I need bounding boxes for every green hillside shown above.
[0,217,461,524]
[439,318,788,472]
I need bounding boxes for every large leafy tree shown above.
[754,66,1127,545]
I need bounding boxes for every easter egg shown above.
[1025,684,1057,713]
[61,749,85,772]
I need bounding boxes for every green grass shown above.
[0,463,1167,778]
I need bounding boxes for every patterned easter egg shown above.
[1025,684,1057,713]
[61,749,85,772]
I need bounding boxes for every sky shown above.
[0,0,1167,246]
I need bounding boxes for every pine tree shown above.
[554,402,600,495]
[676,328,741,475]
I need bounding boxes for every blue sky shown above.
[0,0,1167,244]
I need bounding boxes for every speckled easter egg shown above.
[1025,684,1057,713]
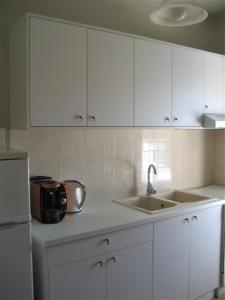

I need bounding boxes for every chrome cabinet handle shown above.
[88,115,96,121]
[103,239,109,245]
[74,115,83,121]
[184,218,189,223]
[109,256,116,264]
[96,260,103,268]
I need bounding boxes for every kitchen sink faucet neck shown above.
[147,164,157,196]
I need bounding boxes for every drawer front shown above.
[47,224,153,267]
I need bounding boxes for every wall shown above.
[10,128,213,199]
[213,130,225,185]
[0,2,7,147]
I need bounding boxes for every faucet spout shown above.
[147,164,157,196]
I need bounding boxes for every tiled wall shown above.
[0,128,7,147]
[10,128,213,199]
[213,130,225,185]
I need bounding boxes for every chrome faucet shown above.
[147,164,157,196]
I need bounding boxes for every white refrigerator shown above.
[0,151,33,300]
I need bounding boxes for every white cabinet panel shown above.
[190,207,221,299]
[49,256,106,300]
[30,17,87,126]
[107,242,152,300]
[135,39,172,126]
[173,46,203,126]
[0,224,33,300]
[153,217,190,300]
[204,53,225,113]
[88,30,133,126]
[0,159,30,223]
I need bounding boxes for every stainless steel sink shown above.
[114,196,177,214]
[114,191,213,214]
[155,191,211,204]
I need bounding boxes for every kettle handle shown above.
[63,179,86,209]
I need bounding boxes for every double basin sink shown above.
[115,191,212,214]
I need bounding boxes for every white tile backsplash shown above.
[10,128,214,199]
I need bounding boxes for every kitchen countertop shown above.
[32,185,225,247]
[0,147,28,160]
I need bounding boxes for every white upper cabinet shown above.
[10,14,225,129]
[173,46,203,127]
[88,30,133,126]
[135,39,172,126]
[30,17,87,126]
[204,53,225,113]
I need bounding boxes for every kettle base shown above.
[66,208,83,214]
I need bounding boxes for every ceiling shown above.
[0,0,225,53]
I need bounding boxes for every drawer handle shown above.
[109,256,116,264]
[96,260,103,268]
[184,218,189,223]
[74,115,83,121]
[103,239,109,245]
[88,115,96,121]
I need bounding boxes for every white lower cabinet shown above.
[33,205,222,300]
[190,207,221,299]
[107,242,152,300]
[49,242,152,300]
[153,216,190,300]
[49,256,106,300]
[153,206,221,300]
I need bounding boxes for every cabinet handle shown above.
[103,239,109,245]
[74,115,83,121]
[88,116,96,121]
[109,256,116,264]
[96,260,103,268]
[184,218,189,223]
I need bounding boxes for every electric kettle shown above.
[63,180,86,213]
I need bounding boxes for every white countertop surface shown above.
[0,147,28,160]
[32,185,225,246]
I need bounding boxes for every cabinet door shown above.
[190,207,221,299]
[153,217,190,300]
[30,17,87,126]
[49,257,106,300]
[204,53,225,114]
[88,30,133,126]
[135,39,172,127]
[107,242,152,300]
[173,47,203,126]
[0,223,33,300]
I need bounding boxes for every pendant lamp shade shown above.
[149,0,208,27]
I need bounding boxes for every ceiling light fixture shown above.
[149,0,208,27]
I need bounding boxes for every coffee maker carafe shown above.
[31,176,67,224]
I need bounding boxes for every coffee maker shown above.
[30,176,67,224]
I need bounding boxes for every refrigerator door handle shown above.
[0,222,27,230]
[220,205,225,286]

GIVEN INSTRUCTION:
Please state how many lines in the material above contain the word "sink", giving only the number.

COMPLETE OUTPUT:
3